Goal of the exercise> If an entry below holds a picture, skip the picture and copy everything else exactly.
● ● ●
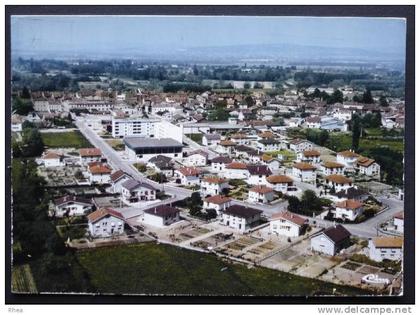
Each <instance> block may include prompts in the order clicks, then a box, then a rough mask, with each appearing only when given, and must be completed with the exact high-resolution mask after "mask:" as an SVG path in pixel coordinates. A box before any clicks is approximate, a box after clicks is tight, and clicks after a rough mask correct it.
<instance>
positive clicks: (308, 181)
mask: <svg viewBox="0 0 420 315" xmlns="http://www.w3.org/2000/svg"><path fill="white" fill-rule="evenodd" d="M315 170H316V167H315V166H313V165H311V164H309V163H305V162H300V163H295V164H293V168H292V174H293V177H295V178H298V179H299V180H300V181H301V182H308V183H314V182H315V181H316V172H315Z"/></svg>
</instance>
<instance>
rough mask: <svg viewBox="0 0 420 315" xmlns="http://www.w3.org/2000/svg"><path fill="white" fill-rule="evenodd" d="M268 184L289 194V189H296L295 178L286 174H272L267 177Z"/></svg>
mask: <svg viewBox="0 0 420 315" xmlns="http://www.w3.org/2000/svg"><path fill="white" fill-rule="evenodd" d="M267 183H268V184H267V185H268V186H270V187H271V188H273V189H274V190H275V191H278V192H281V193H283V194H287V192H289V191H296V187H295V186H294V185H293V179H291V178H290V177H289V176H286V175H271V176H268V177H267Z"/></svg>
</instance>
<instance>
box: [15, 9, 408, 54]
mask: <svg viewBox="0 0 420 315" xmlns="http://www.w3.org/2000/svg"><path fill="white" fill-rule="evenodd" d="M405 32H406V23H405V20H404V19H394V18H353V17H352V18H347V17H337V18H334V17H331V18H327V17H249V16H12V17H11V35H12V36H11V46H12V54H14V55H17V56H20V55H25V54H30V55H31V56H37V55H39V56H45V55H47V56H48V55H49V54H58V56H60V54H62V55H63V56H64V55H65V56H69V55H75V56H77V55H86V56H91V57H98V56H101V55H119V56H132V55H153V54H155V55H156V54H157V55H156V56H157V58H159V56H163V55H183V54H184V55H185V56H184V57H185V58H187V57H188V56H193V55H197V56H200V54H205V53H208V54H209V55H212V54H213V55H214V54H216V53H217V56H220V57H223V56H224V55H226V56H231V55H232V56H233V55H235V54H236V55H238V54H240V55H242V54H246V53H248V54H249V55H252V54H256V55H258V56H259V55H261V56H262V55H264V54H268V55H269V54H270V53H271V55H273V56H276V52H278V51H279V50H280V52H281V53H283V52H284V55H285V56H283V57H293V56H294V54H296V55H299V56H300V55H304V54H305V51H304V49H303V48H304V47H312V48H313V49H312V50H308V51H307V52H306V53H307V55H308V58H311V57H314V58H320V56H325V57H326V58H328V57H329V56H328V49H332V50H331V54H332V56H334V55H337V56H340V55H342V54H343V52H348V54H349V56H350V55H357V56H364V55H366V56H368V55H369V58H380V57H383V56H392V58H394V59H403V58H404V55H405V45H406V43H405V37H406V36H405ZM241 46H242V47H243V48H244V50H246V49H247V47H253V49H251V51H248V52H247V51H241V49H240V47H241ZM271 46H274V47H277V51H272V52H271V51H270V49H271V48H270V47H271ZM224 47H236V51H235V52H234V53H232V52H231V51H230V50H229V49H227V50H226V51H223V49H222V48H224ZM258 47H260V48H258ZM264 47H265V48H266V49H267V51H264ZM267 47H268V48H267ZM316 48H325V49H321V50H320V49H318V50H317V49H316ZM296 49H298V50H299V49H301V50H303V51H299V52H297V50H296ZM313 50H315V52H314V51H313ZM334 50H335V52H334ZM312 55H313V56H312Z"/></svg>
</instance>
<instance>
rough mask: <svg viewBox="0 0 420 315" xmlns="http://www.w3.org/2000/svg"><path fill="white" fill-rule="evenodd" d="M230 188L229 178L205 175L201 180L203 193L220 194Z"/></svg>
mask: <svg viewBox="0 0 420 315" xmlns="http://www.w3.org/2000/svg"><path fill="white" fill-rule="evenodd" d="M225 189H229V184H228V180H227V179H224V178H220V177H217V176H212V177H205V178H203V180H202V181H201V195H203V196H208V195H219V194H222V192H223V191H224V190H225Z"/></svg>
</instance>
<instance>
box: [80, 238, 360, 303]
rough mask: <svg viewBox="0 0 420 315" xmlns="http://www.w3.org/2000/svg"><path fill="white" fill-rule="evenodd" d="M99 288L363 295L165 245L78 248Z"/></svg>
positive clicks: (87, 275) (335, 285)
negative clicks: (230, 262)
mask: <svg viewBox="0 0 420 315" xmlns="http://www.w3.org/2000/svg"><path fill="white" fill-rule="evenodd" d="M77 257H78V260H79V262H80V264H81V266H82V268H83V270H84V272H85V273H86V274H87V276H88V278H89V279H90V283H91V285H92V287H94V288H95V291H96V292H100V293H131V294H136V293H137V294H142V293H143V294H181V295H186V294H203V295H231V296H232V295H287V296H293V295H319V294H328V295H331V294H332V290H333V288H336V289H337V291H336V292H335V294H340V295H358V294H368V292H367V291H363V290H360V289H357V288H352V287H343V286H339V285H334V284H330V283H326V282H322V281H319V280H314V279H308V278H302V277H298V276H294V275H291V274H288V273H283V272H279V271H274V270H270V269H266V268H260V267H258V268H252V269H248V268H247V267H246V266H243V265H240V264H232V263H228V262H224V261H222V260H220V259H218V258H217V257H216V256H213V255H209V254H202V253H198V252H194V251H189V250H185V249H181V248H178V247H173V246H168V245H162V244H160V245H156V244H150V243H148V244H136V245H126V246H118V247H108V248H98V249H92V250H85V251H79V252H77Z"/></svg>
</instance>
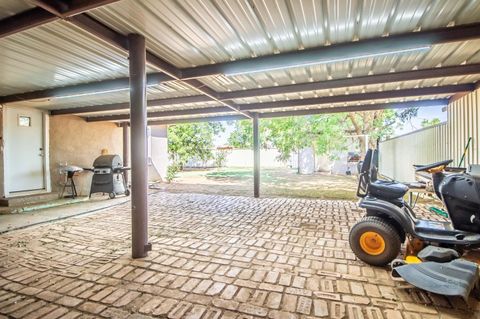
● ● ●
Written answer>
Each <instance> block may include prompts in the order clicks, then a box, then a rough mask, with each appearing only when given, and must be completed with the exact high-resolution mask after "mask:" as an SVG path in pixel coordinates. A box before any clicks is approximate, a box after clicks is tight, and clicks after a rough mask correct it.
<instance>
positive clicks: (308, 181)
mask: <svg viewBox="0 0 420 315" xmlns="http://www.w3.org/2000/svg"><path fill="white" fill-rule="evenodd" d="M315 170H316V167H315V166H313V165H311V164H309V163H305V162H300V163H295V164H293V168H292V174H293V177H295V178H298V179H299V180H300V181H301V182H308V183H314V182H315V181H316V172H315Z"/></svg>
</instance>
<instance>
rough mask: <svg viewBox="0 0 420 315" xmlns="http://www.w3.org/2000/svg"><path fill="white" fill-rule="evenodd" d="M268 184L289 194V189H296L295 178L286 174H272L267 177Z"/></svg>
mask: <svg viewBox="0 0 420 315" xmlns="http://www.w3.org/2000/svg"><path fill="white" fill-rule="evenodd" d="M267 183H268V184H267V185H268V186H270V187H271V188H273V189H274V190H275V191H278V192H281V193H283V194H287V192H289V191H296V187H295V186H294V185H293V179H291V178H290V177H289V176H286V175H271V176H268V177H267Z"/></svg>
</instance>
<instance>
box: [15, 9, 408, 54]
mask: <svg viewBox="0 0 420 315" xmlns="http://www.w3.org/2000/svg"><path fill="white" fill-rule="evenodd" d="M405 32H406V23H405V20H404V19H394V18H353V17H352V18H347V17H337V18H334V17H331V18H327V17H249V16H12V17H11V35H12V36H11V46H12V54H14V55H17V56H20V55H25V54H30V55H31V56H37V55H39V56H45V55H47V56H48V55H49V54H58V56H60V54H62V55H63V56H64V55H65V56H69V55H75V56H77V55H86V56H91V57H98V56H101V55H119V56H132V55H153V54H155V55H156V54H157V55H156V56H157V58H159V56H163V55H183V54H184V55H185V56H184V57H185V58H187V57H188V56H193V55H197V56H200V54H205V53H208V54H209V55H212V54H213V55H214V54H216V53H217V56H220V57H223V56H224V55H226V56H231V55H232V56H233V55H235V54H236V55H238V54H240V55H242V54H246V53H248V54H249V55H252V54H256V55H258V56H259V55H261V56H262V55H264V54H268V55H269V54H270V53H271V55H273V56H276V52H278V51H279V50H280V52H281V53H283V52H284V55H285V56H283V57H293V56H294V54H296V55H299V56H300V55H304V54H305V51H304V49H303V48H304V47H312V48H313V49H312V50H308V51H307V52H306V53H307V55H308V58H311V57H314V58H320V56H325V57H326V58H328V57H329V56H328V49H332V50H331V54H332V56H334V55H337V56H340V55H342V54H343V52H348V54H349V56H350V55H357V56H364V55H366V56H368V55H369V58H380V57H383V56H392V58H394V59H403V58H404V55H405V45H406V43H405V37H406V36H405ZM241 46H242V47H243V48H244V50H246V49H247V47H253V49H251V51H248V52H247V51H241V49H240V47H241ZM271 46H274V47H277V51H272V52H271V51H270V49H271V48H270V47H271ZM224 47H236V51H235V52H234V53H232V52H231V51H230V50H229V49H227V50H226V51H223V49H222V48H224ZM258 47H260V48H258ZM264 47H265V48H266V49H267V51H264ZM267 47H268V48H267ZM316 48H325V49H321V50H320V49H318V50H317V49H316ZM296 49H298V50H299V49H301V50H303V51H299V52H297V50H296ZM313 50H315V52H314V51H313ZM334 50H335V52H334ZM312 55H313V56H312Z"/></svg>
</instance>
<instance>
rough mask: <svg viewBox="0 0 420 315" xmlns="http://www.w3.org/2000/svg"><path fill="white" fill-rule="evenodd" d="M230 188L229 178L205 175L201 180L203 193L220 194Z"/></svg>
mask: <svg viewBox="0 0 420 315" xmlns="http://www.w3.org/2000/svg"><path fill="white" fill-rule="evenodd" d="M225 189H229V184H228V180H227V179H224V178H220V177H217V176H212V177H205V178H203V180H202V181H201V195H203V196H208V195H219V194H222V192H223V191H224V190H225Z"/></svg>
</instance>
<instance>
box: [80, 238, 360, 303]
rough mask: <svg viewBox="0 0 420 315" xmlns="http://www.w3.org/2000/svg"><path fill="white" fill-rule="evenodd" d="M99 288L363 295L165 245L78 248Z"/></svg>
positive clicks: (87, 275) (335, 285)
negative clicks: (230, 262)
mask: <svg viewBox="0 0 420 315" xmlns="http://www.w3.org/2000/svg"><path fill="white" fill-rule="evenodd" d="M77 257H78V260H79V262H80V264H81V266H82V268H83V270H84V272H85V273H86V274H87V276H88V278H89V279H90V283H91V285H92V287H94V288H95V291H96V292H100V293H131V294H136V293H137V294H142V293H143V294H181V295H186V294H203V295H231V296H232V295H287V296H293V295H319V294H328V295H331V294H332V290H333V288H336V289H337V291H336V292H335V294H340V295H358V294H368V292H367V291H363V290H360V289H357V288H352V287H343V286H339V285H334V284H330V283H326V282H322V281H319V280H314V279H308V278H302V277H298V276H294V275H291V274H288V273H283V272H279V271H274V270H270V269H266V268H260V267H258V268H252V269H248V268H247V267H246V266H243V265H240V264H232V263H228V262H224V261H222V260H220V259H218V258H217V257H216V256H213V255H209V254H202V253H198V252H194V251H189V250H185V249H181V248H178V247H173V246H168V245H162V244H160V245H156V244H150V243H148V244H136V245H126V246H118V247H108V248H98V249H92V250H85V251H79V252H77Z"/></svg>
</instance>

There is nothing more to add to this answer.